● **TASK OBJECTIVE**: Give back every record below word for word, with the pictures omitted.
· · ·
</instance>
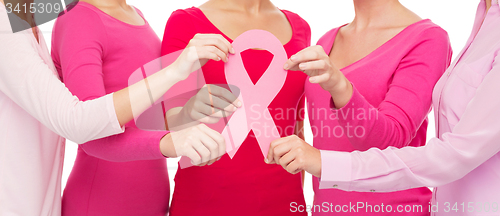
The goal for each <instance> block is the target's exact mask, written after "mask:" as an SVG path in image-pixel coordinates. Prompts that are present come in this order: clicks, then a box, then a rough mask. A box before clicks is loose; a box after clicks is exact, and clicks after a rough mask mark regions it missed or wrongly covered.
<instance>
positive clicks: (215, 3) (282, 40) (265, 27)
mask: <svg viewBox="0 0 500 216" xmlns="http://www.w3.org/2000/svg"><path fill="white" fill-rule="evenodd" d="M266 8H267V9H263V10H262V11H261V12H259V15H253V14H249V13H245V12H243V11H239V10H235V9H231V8H226V7H224V6H223V5H220V4H217V3H213V2H211V1H209V2H207V3H205V4H203V5H201V6H200V7H199V9H200V10H202V11H203V13H204V14H205V16H206V17H207V19H208V20H210V22H211V23H212V24H214V25H215V26H216V27H217V28H218V29H219V30H220V31H221V32H223V33H224V34H225V35H227V36H228V37H229V38H231V39H235V38H236V37H238V36H239V35H241V34H242V33H243V32H246V31H248V30H251V29H262V30H266V31H268V32H271V33H273V35H274V36H276V37H277V38H278V39H279V40H280V41H281V43H282V44H286V43H287V42H289V41H290V40H291V38H292V34H293V33H292V27H291V26H290V23H289V21H288V18H287V17H286V16H285V14H283V12H281V11H280V10H279V9H278V8H276V7H274V6H273V5H272V4H269V5H268V7H266ZM228 17H231V19H228ZM269 20H273V22H269Z"/></svg>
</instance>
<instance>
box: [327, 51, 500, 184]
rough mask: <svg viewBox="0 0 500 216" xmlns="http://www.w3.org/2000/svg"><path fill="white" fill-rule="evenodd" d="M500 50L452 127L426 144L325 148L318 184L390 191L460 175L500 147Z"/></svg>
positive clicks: (494, 152) (494, 151)
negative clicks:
· · ·
● **EXERCISE ANSWER**:
</instance>
The goal for each <instance> block is the target's exact mask, written after "mask:" as an SVG path in image-pixel coordinates. Prompts that are present come in this order: clicks, then a box, then a rough mask. A box before clicks is loose; a box after clicks is exact, and clicks after a rough mask mark regions it missed or wrongly covered.
<instance>
positive clicks: (215, 3) (282, 40) (265, 27)
mask: <svg viewBox="0 0 500 216" xmlns="http://www.w3.org/2000/svg"><path fill="white" fill-rule="evenodd" d="M266 8H267V9H263V10H262V11H261V12H259V15H253V14H249V13H245V12H243V11H239V10H235V9H231V8H226V7H224V6H223V5H220V4H217V3H213V2H211V1H209V2H207V3H205V4H203V5H201V6H200V7H199V9H200V10H202V11H203V13H204V14H205V16H206V17H207V19H208V20H210V22H211V23H212V24H214V25H215V26H216V27H217V28H218V29H219V30H220V31H221V32H223V33H224V34H225V35H227V36H228V37H229V38H231V39H235V38H236V37H238V36H239V35H241V34H242V33H243V32H246V31H248V30H251V29H262V30H266V31H268V32H271V33H273V35H274V36H276V37H277V38H278V39H279V40H280V41H281V43H282V44H286V43H287V42H289V41H290V40H291V38H292V34H293V33H292V27H291V26H290V23H289V21H288V18H287V17H286V16H285V14H283V12H281V11H280V10H279V9H278V8H276V7H274V6H273V5H272V4H269V5H268V7H266ZM228 17H231V19H228ZM269 20H273V22H269Z"/></svg>
</instance>
<instance>
box: [327, 51, 500, 184]
rough mask: <svg viewBox="0 0 500 216" xmlns="http://www.w3.org/2000/svg"><path fill="white" fill-rule="evenodd" d="M500 50L452 127L426 144L325 148L318 184L390 191L460 175L500 147Z"/></svg>
positive clicks: (494, 152) (494, 151)
negative clicks:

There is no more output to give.